● **EXERCISE GOAL**
Look through the records below for the line holding "pixel 13 163". Write it out exactly, with each following line through the line holding "pixel 129 71".
"""
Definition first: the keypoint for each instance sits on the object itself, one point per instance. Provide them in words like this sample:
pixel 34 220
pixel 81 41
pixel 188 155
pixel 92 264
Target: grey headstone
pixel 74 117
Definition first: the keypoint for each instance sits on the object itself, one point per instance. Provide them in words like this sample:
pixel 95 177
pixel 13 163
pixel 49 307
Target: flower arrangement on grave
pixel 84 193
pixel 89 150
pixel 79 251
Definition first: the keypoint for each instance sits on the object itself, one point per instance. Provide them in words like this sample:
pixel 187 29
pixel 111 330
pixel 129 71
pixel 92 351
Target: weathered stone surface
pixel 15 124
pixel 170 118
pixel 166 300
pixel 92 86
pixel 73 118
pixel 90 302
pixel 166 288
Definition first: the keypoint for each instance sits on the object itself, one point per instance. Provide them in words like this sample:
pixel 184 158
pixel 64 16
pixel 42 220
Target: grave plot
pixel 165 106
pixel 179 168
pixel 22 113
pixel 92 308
"""
"""
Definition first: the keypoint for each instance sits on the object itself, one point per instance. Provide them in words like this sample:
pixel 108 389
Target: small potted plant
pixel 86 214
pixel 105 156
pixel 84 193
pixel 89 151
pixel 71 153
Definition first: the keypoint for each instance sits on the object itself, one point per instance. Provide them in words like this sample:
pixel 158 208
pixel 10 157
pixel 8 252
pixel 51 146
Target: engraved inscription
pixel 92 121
"""
● **WORKED SOLUTION**
pixel 13 163
pixel 49 307
Target: flower arrangement on grave
pixel 84 193
pixel 89 150
pixel 79 251
Definition first: the keypoint for each instance sits on the object itself, one point per instance. Provide them in words like this sample:
pixel 187 29
pixel 111 330
pixel 129 71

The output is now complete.